→ **Aufgabenstellung**
Finde in der folgenden Auflistung jede Zeile, in der das Wort „drawer“ vorkommt. Schreibe diese Zeilen unverändert ab.

→ **Auflistung**

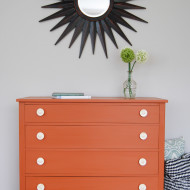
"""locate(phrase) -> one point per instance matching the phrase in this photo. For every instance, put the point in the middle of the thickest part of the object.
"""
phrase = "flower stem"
(133, 66)
(129, 81)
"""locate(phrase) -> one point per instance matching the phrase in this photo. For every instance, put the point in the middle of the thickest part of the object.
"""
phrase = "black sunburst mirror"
(92, 17)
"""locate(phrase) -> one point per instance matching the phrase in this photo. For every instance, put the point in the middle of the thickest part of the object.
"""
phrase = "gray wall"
(31, 65)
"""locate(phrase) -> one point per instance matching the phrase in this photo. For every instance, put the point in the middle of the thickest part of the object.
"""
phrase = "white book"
(72, 97)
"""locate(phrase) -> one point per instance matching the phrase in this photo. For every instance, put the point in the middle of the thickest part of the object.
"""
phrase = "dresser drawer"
(107, 136)
(71, 162)
(92, 113)
(92, 183)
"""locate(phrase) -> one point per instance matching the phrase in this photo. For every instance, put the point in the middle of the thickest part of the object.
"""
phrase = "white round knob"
(143, 136)
(40, 136)
(142, 162)
(40, 161)
(143, 113)
(142, 187)
(40, 187)
(40, 112)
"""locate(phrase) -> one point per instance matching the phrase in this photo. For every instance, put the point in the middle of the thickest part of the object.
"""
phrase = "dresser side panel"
(161, 146)
(22, 154)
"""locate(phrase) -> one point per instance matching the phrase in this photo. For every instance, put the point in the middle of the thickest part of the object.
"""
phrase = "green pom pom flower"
(127, 55)
(141, 56)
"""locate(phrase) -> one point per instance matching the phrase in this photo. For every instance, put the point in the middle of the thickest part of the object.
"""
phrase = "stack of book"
(62, 95)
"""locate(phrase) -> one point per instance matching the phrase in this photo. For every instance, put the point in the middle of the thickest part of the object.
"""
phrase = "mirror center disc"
(93, 8)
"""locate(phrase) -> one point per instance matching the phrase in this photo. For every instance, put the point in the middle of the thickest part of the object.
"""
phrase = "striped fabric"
(177, 173)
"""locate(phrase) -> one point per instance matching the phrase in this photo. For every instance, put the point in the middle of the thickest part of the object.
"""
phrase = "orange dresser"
(96, 144)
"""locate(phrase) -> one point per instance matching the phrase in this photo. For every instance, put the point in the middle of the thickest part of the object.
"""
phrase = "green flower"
(141, 56)
(127, 55)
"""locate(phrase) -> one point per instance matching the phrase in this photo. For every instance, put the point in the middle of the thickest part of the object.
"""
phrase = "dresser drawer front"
(120, 136)
(92, 113)
(90, 162)
(92, 183)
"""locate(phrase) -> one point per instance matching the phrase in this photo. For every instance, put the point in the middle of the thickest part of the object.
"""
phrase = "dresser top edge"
(93, 100)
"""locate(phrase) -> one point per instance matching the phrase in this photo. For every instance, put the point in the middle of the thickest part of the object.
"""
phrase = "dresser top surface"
(94, 99)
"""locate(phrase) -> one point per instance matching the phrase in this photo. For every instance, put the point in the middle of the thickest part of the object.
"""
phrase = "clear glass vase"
(129, 87)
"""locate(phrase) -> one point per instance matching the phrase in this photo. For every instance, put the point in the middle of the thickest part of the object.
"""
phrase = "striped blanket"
(177, 173)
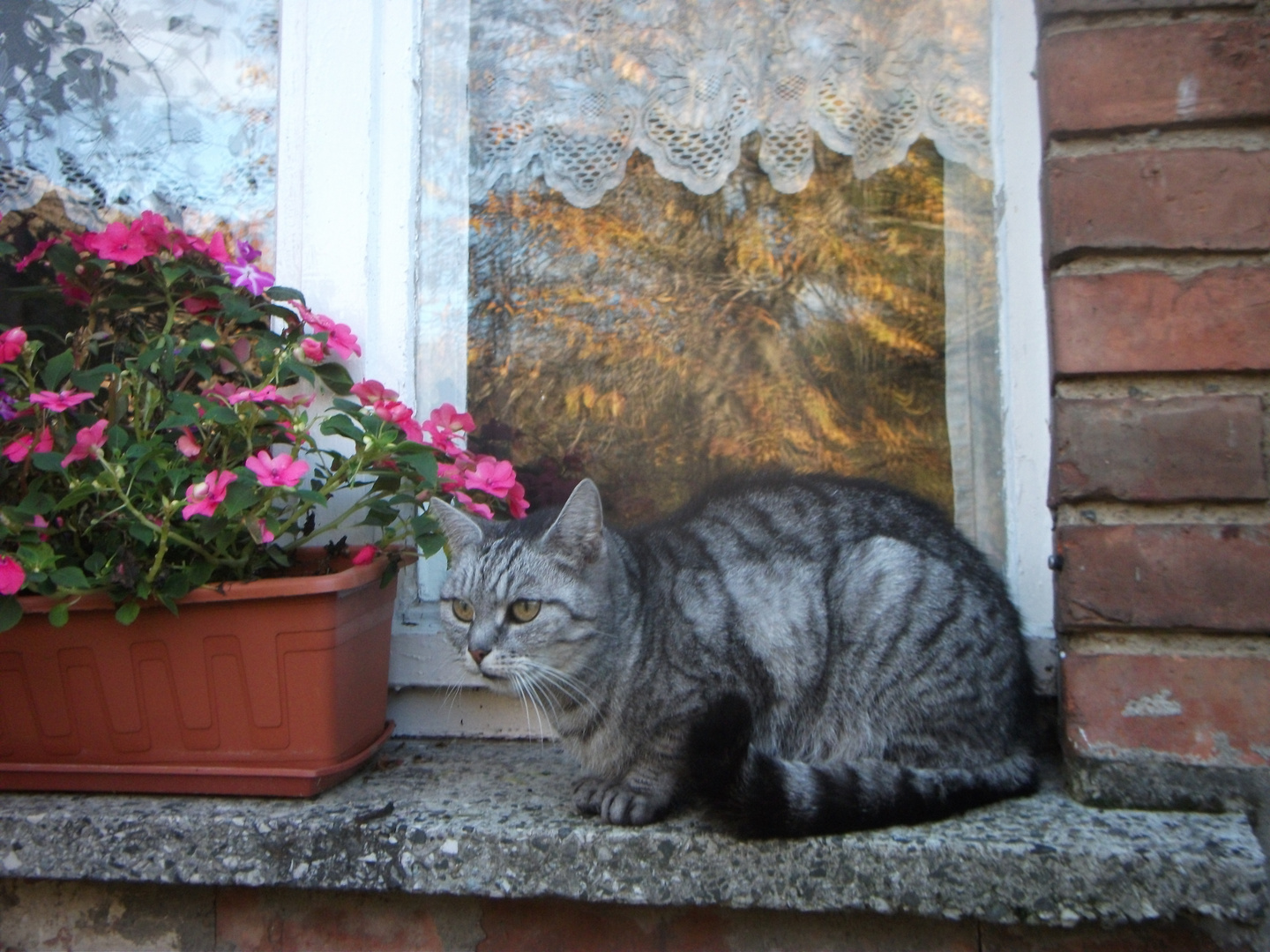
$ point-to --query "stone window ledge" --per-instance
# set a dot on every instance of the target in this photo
(493, 819)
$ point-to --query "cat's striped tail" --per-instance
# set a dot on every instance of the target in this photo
(758, 795)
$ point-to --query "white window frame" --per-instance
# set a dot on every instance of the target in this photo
(372, 225)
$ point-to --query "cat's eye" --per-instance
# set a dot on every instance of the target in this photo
(525, 609)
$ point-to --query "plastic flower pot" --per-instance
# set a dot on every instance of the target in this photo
(263, 688)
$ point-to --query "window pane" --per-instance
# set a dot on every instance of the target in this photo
(663, 338)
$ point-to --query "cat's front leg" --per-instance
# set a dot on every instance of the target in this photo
(624, 802)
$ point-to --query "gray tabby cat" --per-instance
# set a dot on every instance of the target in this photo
(805, 654)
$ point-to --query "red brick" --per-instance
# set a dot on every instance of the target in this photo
(1140, 77)
(1139, 937)
(1134, 322)
(279, 920)
(1201, 576)
(1157, 450)
(1183, 707)
(1185, 198)
(1053, 8)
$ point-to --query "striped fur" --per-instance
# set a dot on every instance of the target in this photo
(805, 654)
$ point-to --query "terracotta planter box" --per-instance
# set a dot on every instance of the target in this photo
(262, 688)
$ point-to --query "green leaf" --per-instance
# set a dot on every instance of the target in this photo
(63, 258)
(48, 462)
(57, 369)
(92, 378)
(36, 504)
(423, 464)
(343, 427)
(280, 292)
(11, 612)
(238, 498)
(70, 577)
(334, 376)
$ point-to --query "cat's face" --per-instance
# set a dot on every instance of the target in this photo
(521, 600)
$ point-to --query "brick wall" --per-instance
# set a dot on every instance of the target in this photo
(1157, 208)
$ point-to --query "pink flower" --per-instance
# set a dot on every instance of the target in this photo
(343, 342)
(451, 419)
(11, 343)
(88, 443)
(277, 470)
(22, 447)
(247, 253)
(474, 508)
(493, 476)
(187, 444)
(206, 495)
(58, 403)
(265, 395)
(370, 391)
(248, 276)
(312, 349)
(36, 254)
(123, 244)
(11, 576)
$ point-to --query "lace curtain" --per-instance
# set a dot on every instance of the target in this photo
(568, 89)
(121, 106)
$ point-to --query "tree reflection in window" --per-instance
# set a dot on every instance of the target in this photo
(663, 338)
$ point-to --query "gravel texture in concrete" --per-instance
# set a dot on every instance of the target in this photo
(496, 819)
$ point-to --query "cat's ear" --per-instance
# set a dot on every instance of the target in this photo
(462, 532)
(578, 532)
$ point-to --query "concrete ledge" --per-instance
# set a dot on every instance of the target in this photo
(493, 819)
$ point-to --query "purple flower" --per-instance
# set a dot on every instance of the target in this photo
(248, 276)
(247, 254)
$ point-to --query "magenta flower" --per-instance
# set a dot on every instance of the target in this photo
(88, 443)
(36, 254)
(206, 495)
(121, 242)
(371, 391)
(493, 476)
(277, 470)
(312, 349)
(11, 343)
(26, 443)
(449, 418)
(247, 253)
(343, 342)
(248, 276)
(58, 403)
(187, 444)
(11, 576)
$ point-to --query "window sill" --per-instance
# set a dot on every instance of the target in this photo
(493, 819)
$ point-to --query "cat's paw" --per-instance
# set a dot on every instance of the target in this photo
(616, 802)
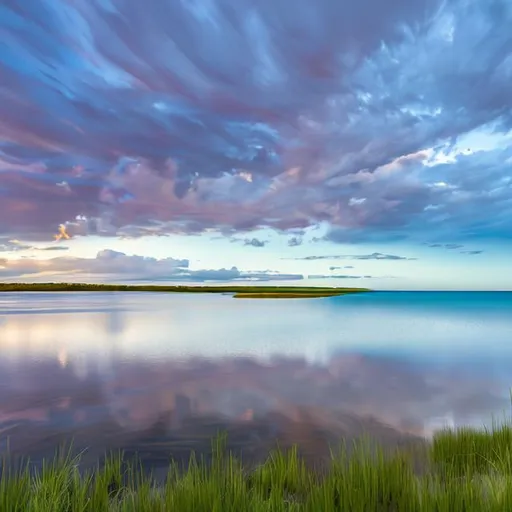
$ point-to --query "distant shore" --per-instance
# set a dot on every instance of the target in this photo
(240, 292)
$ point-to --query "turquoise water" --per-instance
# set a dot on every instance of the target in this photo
(424, 359)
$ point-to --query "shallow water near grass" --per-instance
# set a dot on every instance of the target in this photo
(155, 373)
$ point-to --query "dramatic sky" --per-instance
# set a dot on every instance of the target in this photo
(362, 143)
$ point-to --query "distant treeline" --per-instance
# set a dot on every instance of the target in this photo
(241, 291)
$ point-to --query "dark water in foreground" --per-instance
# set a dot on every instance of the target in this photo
(162, 373)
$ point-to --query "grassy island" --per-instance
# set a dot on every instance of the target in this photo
(242, 292)
(463, 470)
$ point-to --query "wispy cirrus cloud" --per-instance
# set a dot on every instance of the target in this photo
(118, 266)
(373, 256)
(178, 118)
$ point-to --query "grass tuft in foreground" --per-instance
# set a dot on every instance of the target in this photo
(466, 470)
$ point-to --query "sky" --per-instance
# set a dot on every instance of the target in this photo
(274, 141)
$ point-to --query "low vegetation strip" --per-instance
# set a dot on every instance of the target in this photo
(464, 470)
(239, 291)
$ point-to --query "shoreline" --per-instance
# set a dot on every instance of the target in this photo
(239, 292)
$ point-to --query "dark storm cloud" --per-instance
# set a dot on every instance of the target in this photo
(237, 115)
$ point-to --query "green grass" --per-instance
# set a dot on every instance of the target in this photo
(463, 470)
(274, 292)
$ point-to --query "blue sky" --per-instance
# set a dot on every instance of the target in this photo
(274, 141)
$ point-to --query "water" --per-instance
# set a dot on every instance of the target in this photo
(124, 369)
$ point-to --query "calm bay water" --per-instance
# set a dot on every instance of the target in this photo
(121, 368)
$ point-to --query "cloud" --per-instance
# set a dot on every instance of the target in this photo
(16, 245)
(255, 242)
(294, 241)
(372, 256)
(446, 246)
(118, 266)
(135, 120)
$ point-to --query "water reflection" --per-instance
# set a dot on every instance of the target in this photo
(149, 373)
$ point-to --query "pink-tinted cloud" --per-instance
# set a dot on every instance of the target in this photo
(235, 116)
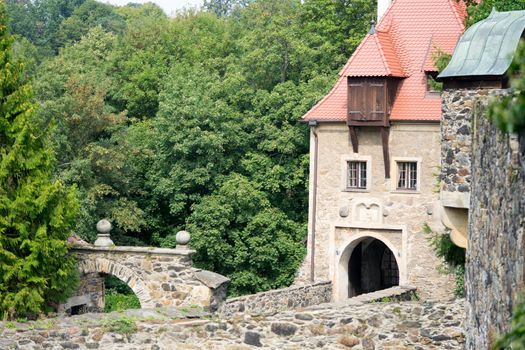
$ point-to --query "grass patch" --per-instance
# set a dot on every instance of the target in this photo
(119, 296)
(122, 325)
(120, 302)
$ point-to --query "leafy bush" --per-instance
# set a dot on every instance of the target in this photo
(453, 256)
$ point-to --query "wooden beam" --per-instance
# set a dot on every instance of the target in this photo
(386, 154)
(353, 138)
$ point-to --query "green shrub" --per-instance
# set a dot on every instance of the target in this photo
(453, 256)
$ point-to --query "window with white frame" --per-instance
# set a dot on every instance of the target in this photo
(407, 176)
(356, 177)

→ **Ergebnis**
phrase = "dresser drawer"
phrase = "dresser drawer front"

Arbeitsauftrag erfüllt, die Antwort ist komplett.